*Work task A*
In the text on the WGS approach for modifier studies, what percentage of the 418 studies from 2015–2019 used next-generation sequencing data analysis?
*Work task B*
Reproduce word for word a passage of the WGS text, beginning at the words "A comparative view" and stopping after "the trend shift.".

*Text*
4. WGS Approach for Modifier Studies

WGS analysis offers a more comprehensive view of the genome than genotyping array by giving access to almost all of the genetic variants that are present in an individual (coding and non-coding regions). Thus, the exploration of the individual genetic variation is not restricted to single nucleotide variants (SNVs), as it allows the identification of structural variants (SVs) as well [2,19,107,108]. Moreover, continuous improvements in knowledge of the transcriptome, known interactions within and between different biological entities, related ontologies, and bioinformatics tools are providing a better understanding and more precise annotation of the variant effects. Because of these advances, it is now feasible to identify causal variants for a phenotype more precisely and accurately, opening up the prospect of studying genetic modifier variants at the individual level. As a result, WGS analysis has become a promising approach to study rare diseases genomics and modifiers, where individual genome analysis is essential [2,4,109,110]. Our literature analysis also indicates how rare disease modifier studies have risen significantly in the last five years as WGS becomes increasingly more affordable (Figure 3B). Among the total 418 studies from 2015–2019, 42% of studies used next-generation sequencing (NGS) data analysis, which includes WGS, WES, and targeted exome sequencing. To get an insight into the recent approaches of modifier studies for Mendelian disorders, we took a more in-depth look into the NGS based studies. Most of these NGS based approaches performed parameterized variant filtering, pathogenicity score-based prioritization (based on scores from pathogenicity scoring tools), and lastly, functional association to identify the modifier variant(s) (based on functionally annotated ontologies and knowledgebases) (Figure 4). These approaches often rely on manual variant prioritization from candidate variants by human. In such process, human experts infer functional similarity between the candidate variants and the target causal mutation by reviewing relevant knowledge-bases [41,111,112,113]. Incorporation of a computational method that can comprehensively analyze and prioritize modifiers from candidate modifier variants is still an open area for research.

Figure 3

A comparative view of the usage of a SNP array and sequencing technology to study genetic modifiers. (A) Publication count between the years 1998–2019. (B) Recent (2015–2019) publications indicate increased interest in high throughput sequencing techniques. Two linear (dotted) lines are used to show the trend shift.

Figure 4

Typical analysis steps followed to identify modifiers using NGS based approaches in recent years.

*Material supplied*
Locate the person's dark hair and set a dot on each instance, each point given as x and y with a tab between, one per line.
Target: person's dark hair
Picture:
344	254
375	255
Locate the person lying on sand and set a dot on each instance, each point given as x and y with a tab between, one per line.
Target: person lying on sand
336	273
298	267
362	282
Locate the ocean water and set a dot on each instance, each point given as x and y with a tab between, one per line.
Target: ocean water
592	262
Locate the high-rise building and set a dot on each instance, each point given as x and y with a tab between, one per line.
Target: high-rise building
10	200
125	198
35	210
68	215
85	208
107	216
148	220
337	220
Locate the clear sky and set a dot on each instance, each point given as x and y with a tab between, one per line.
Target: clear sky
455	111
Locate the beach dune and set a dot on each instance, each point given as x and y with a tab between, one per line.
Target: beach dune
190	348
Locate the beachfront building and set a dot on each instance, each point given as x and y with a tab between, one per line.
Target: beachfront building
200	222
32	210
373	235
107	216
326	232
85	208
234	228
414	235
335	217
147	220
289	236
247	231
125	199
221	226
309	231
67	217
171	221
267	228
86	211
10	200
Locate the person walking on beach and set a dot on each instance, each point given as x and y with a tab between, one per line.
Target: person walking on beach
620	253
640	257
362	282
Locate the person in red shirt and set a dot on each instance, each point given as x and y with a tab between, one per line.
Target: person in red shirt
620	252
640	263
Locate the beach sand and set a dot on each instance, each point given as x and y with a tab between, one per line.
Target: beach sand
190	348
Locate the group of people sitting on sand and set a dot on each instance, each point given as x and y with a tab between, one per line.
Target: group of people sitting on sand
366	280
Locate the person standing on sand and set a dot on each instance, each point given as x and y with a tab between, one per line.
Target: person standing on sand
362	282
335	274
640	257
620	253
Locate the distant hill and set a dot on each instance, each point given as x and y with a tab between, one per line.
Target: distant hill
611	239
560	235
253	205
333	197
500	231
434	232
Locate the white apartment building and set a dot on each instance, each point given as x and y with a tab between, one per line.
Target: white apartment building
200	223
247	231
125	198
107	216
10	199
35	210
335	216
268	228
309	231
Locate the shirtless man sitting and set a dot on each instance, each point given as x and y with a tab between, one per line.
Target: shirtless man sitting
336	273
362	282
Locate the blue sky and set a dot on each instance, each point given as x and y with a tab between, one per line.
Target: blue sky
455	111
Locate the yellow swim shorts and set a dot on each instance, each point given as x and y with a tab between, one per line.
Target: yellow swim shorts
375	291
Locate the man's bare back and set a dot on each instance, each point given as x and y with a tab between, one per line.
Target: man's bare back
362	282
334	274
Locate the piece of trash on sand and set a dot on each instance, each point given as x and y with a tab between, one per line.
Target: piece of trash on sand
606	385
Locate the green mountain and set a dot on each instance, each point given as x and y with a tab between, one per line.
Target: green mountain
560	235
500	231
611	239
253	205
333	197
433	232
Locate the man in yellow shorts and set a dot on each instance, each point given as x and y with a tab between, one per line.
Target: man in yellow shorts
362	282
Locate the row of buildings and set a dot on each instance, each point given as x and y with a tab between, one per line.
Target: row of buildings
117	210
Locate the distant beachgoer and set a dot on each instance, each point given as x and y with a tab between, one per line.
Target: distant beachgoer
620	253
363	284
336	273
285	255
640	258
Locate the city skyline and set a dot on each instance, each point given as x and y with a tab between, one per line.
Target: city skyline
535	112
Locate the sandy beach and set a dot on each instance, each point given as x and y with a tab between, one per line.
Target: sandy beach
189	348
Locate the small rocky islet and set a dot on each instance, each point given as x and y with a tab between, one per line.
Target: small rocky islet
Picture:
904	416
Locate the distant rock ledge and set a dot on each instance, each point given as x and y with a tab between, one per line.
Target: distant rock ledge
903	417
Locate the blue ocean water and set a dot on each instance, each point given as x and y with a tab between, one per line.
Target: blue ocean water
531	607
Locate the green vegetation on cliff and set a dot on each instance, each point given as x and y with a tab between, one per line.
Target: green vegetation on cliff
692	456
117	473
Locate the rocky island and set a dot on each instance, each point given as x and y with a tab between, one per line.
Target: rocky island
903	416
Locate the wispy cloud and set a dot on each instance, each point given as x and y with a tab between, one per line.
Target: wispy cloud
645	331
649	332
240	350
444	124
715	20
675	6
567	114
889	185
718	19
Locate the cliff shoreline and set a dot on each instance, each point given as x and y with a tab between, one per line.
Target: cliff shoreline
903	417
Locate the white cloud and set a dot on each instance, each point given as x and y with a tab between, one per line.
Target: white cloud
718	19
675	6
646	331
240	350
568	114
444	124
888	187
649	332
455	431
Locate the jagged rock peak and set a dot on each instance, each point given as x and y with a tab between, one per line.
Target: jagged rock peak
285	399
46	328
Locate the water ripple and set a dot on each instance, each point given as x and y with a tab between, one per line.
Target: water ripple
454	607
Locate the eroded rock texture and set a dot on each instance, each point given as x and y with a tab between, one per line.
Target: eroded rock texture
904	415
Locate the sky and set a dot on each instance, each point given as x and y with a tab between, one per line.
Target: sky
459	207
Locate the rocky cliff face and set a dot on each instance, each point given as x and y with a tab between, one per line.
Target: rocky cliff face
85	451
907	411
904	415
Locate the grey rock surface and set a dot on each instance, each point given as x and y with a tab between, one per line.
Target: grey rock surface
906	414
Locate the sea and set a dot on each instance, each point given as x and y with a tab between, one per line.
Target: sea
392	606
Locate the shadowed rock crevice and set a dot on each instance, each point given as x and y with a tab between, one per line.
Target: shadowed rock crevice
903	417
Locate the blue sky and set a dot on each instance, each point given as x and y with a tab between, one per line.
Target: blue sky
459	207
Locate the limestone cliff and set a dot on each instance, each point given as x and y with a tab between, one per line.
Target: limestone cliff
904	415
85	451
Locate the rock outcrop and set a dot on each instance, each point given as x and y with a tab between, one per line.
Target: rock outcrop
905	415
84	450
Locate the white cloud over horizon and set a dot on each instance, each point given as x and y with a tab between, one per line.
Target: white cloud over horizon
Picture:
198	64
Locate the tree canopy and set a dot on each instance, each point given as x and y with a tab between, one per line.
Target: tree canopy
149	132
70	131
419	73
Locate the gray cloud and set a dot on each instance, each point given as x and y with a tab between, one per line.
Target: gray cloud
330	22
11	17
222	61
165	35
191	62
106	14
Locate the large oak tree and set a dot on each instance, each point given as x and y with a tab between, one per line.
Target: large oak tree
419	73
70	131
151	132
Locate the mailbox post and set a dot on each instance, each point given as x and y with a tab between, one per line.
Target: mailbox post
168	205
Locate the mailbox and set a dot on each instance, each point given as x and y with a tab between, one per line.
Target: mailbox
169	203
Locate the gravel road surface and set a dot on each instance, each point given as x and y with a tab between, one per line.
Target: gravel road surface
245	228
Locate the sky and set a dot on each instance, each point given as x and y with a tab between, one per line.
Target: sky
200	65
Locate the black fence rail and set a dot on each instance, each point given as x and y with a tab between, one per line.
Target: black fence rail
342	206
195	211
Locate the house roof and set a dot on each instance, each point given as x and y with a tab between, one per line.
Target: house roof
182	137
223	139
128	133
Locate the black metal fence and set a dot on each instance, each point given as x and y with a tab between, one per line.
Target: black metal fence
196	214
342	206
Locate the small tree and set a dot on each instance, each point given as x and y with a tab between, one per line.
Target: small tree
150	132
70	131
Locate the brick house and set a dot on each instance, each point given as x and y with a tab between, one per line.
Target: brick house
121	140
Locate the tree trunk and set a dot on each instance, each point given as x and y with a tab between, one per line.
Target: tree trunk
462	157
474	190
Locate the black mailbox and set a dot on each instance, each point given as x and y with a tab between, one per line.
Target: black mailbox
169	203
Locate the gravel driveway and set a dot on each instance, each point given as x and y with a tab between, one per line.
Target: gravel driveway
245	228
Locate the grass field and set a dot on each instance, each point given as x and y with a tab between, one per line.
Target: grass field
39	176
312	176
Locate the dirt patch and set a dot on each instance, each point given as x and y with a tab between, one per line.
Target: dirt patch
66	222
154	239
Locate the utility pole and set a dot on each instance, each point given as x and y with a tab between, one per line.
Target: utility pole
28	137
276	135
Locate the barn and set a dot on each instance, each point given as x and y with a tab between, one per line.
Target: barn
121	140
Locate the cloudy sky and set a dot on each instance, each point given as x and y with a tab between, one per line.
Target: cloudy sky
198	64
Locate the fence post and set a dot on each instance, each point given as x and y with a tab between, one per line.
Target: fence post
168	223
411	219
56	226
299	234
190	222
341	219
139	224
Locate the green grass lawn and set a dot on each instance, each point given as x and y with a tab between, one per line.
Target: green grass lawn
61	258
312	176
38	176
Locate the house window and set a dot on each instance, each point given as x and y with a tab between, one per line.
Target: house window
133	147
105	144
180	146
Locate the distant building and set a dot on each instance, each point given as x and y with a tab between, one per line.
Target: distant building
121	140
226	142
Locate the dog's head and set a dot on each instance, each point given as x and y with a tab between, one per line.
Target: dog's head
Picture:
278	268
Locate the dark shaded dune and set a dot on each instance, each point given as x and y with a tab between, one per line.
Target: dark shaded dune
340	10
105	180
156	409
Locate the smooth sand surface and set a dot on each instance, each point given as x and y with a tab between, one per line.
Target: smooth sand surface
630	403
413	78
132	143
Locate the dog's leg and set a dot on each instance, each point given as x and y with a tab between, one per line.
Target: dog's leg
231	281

*Written solution A*
42%

*Written solution B*
A comparative view of the usage of a SNP array and sequencing technology to study genetic modifiers. (A) Publication count between the years 1998–2019. (B) Recent (2015–2019) publications indicate increased interest in high throughput sequencing techniques. Two linear (dotted) lines are used to show the trend shift.